**Input for this task**

◇ ◇ ◇ ◇

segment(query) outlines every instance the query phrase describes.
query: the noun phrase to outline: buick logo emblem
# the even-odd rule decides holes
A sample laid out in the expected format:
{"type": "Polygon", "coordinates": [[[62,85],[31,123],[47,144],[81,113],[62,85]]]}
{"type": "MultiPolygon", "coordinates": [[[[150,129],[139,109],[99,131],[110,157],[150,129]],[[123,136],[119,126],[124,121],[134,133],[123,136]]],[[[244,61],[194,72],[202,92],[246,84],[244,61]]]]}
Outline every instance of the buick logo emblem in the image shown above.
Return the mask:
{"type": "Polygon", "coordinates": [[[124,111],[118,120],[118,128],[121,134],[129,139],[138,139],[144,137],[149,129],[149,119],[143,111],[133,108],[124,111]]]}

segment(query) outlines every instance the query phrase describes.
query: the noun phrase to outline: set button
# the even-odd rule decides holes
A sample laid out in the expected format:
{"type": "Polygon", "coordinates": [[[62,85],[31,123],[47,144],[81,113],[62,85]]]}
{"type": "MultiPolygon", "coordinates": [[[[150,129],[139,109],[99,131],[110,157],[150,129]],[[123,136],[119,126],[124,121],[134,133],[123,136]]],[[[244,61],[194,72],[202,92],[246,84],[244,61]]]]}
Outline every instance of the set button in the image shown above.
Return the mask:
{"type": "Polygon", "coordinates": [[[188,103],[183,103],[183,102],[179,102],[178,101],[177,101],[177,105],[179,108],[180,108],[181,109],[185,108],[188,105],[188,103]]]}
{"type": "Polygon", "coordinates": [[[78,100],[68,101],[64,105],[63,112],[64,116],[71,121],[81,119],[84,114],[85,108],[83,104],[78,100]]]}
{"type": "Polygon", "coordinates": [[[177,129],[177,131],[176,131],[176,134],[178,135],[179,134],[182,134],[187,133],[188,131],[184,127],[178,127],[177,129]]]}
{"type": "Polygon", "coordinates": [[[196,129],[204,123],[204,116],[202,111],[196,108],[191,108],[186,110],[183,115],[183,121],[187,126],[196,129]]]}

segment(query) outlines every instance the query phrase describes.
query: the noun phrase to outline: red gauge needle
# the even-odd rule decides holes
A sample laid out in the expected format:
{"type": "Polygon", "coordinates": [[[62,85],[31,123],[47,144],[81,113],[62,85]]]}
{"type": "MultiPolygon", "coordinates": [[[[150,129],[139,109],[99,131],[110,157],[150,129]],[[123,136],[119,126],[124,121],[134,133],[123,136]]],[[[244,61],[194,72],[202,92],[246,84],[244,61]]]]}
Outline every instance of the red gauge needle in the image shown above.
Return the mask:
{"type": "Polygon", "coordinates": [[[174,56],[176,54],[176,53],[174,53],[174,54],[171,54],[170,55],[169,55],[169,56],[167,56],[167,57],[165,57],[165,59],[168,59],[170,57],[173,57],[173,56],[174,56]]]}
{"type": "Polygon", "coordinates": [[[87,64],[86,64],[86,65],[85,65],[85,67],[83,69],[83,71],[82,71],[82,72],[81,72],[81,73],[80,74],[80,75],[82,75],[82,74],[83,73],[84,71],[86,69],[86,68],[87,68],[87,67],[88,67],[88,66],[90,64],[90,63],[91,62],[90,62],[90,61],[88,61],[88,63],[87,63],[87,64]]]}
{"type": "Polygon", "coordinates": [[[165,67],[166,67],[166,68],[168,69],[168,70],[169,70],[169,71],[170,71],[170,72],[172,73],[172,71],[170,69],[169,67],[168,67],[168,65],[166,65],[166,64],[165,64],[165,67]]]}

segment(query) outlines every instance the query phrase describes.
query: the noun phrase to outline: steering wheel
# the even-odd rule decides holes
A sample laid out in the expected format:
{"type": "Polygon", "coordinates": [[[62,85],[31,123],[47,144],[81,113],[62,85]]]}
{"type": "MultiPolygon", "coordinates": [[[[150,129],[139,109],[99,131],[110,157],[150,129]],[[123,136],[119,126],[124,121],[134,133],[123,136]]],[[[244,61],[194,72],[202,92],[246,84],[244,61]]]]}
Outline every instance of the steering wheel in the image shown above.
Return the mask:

◇ ◇ ◇ ◇

**Stated exercise**
Write down every line of the data exactly as it appears above.

**Final result**
segment(query) outlines every instance the query phrase describes.
query: the noun phrase to outline: buick logo emblem
# the even-odd rule decides holes
A sample laid out in the expected format:
{"type": "Polygon", "coordinates": [[[62,85],[31,123],[47,144],[81,113],[62,85]]]}
{"type": "MultiPolygon", "coordinates": [[[[150,129],[139,109],[99,131],[110,157],[150,129]],[[123,136],[119,126],[124,121],[134,133],[123,136]]],[[[244,61],[194,72],[202,92],[246,84],[244,61]]]]}
Outline every instance of the buick logo emblem in the image shown above.
Return the mask:
{"type": "Polygon", "coordinates": [[[124,111],[118,120],[118,128],[121,134],[129,139],[138,139],[144,137],[149,129],[149,119],[143,111],[133,108],[124,111]]]}

segment(query) outlines every instance the query phrase describes.
query: the noun phrase to outline: set button
# the even-odd rule decides holes
A sample laid out in the expected format:
{"type": "Polygon", "coordinates": [[[62,85],[31,123],[47,144],[81,113],[62,85]]]}
{"type": "MultiPolygon", "coordinates": [[[[150,129],[139,109],[99,131],[110,157],[150,129]],[[123,136],[119,126],[124,121],[134,133],[123,136]]],[[[244,61],[194,72],[202,92],[246,84],[244,61]]]]}
Outline every instance of the set button in the image shown above.
Return the mask:
{"type": "Polygon", "coordinates": [[[188,103],[183,103],[183,102],[179,102],[178,101],[177,101],[177,105],[179,108],[180,108],[181,109],[185,108],[188,105],[188,103]]]}
{"type": "Polygon", "coordinates": [[[78,100],[68,101],[64,105],[63,112],[64,116],[71,121],[81,119],[84,114],[85,108],[83,104],[78,100]]]}
{"type": "Polygon", "coordinates": [[[177,129],[177,131],[176,131],[176,134],[178,135],[179,134],[182,134],[187,133],[188,131],[184,127],[178,127],[177,129]]]}
{"type": "Polygon", "coordinates": [[[196,129],[204,123],[204,116],[202,111],[196,108],[191,108],[186,110],[183,115],[183,121],[187,126],[196,129]]]}

segment(query) outlines every instance the query phrase describes.
query: the noun phrase to outline: red gauge needle
# the even-odd rule decides holes
A sample laid out in the expected format:
{"type": "Polygon", "coordinates": [[[62,85],[31,123],[47,144],[81,113],[62,85]]]}
{"type": "MultiPolygon", "coordinates": [[[[150,129],[139,109],[99,131],[110,157],[150,129]],[[123,136],[119,126],[124,121],[134,133],[123,136]]],[[[244,61],[194,72],[202,92],[246,84],[244,61]]]]}
Outline every instance of the red gauge needle in the image shown above.
Return the mask:
{"type": "Polygon", "coordinates": [[[174,56],[176,54],[176,53],[174,53],[174,54],[171,54],[170,55],[169,55],[169,56],[167,56],[167,57],[165,57],[165,59],[168,59],[170,57],[173,57],[173,56],[174,56]]]}
{"type": "Polygon", "coordinates": [[[87,64],[86,64],[86,65],[85,65],[85,67],[83,69],[83,71],[82,71],[82,72],[81,72],[81,73],[80,74],[80,75],[82,75],[82,74],[83,73],[84,71],[86,69],[86,68],[87,68],[87,67],[88,67],[88,66],[90,64],[90,63],[91,62],[90,62],[90,61],[88,61],[88,63],[87,63],[87,64]]]}
{"type": "Polygon", "coordinates": [[[165,67],[166,67],[166,68],[168,69],[168,70],[169,70],[169,71],[170,71],[170,72],[172,73],[172,71],[170,69],[169,67],[168,67],[168,65],[166,65],[166,64],[165,64],[165,67]]]}

segment(query) outlines every instance the query phrase describes.
query: the noun phrase to outline: steering wheel
# the even-odd rule decides holes
A sample laid out in the expected format:
{"type": "Polygon", "coordinates": [[[62,85],[31,123],[47,144],[81,113],[62,85]]]}
{"type": "MultiPolygon", "coordinates": [[[[150,129],[139,109],[99,131],[110,157],[150,129]],[[123,136],[119,126],[124,121],[134,133],[123,136]]],[[[244,61],[194,72],[202,92],[246,84],[244,61]]]]}
Outline every instance of the steering wheel in the image shown above.
Return the mask:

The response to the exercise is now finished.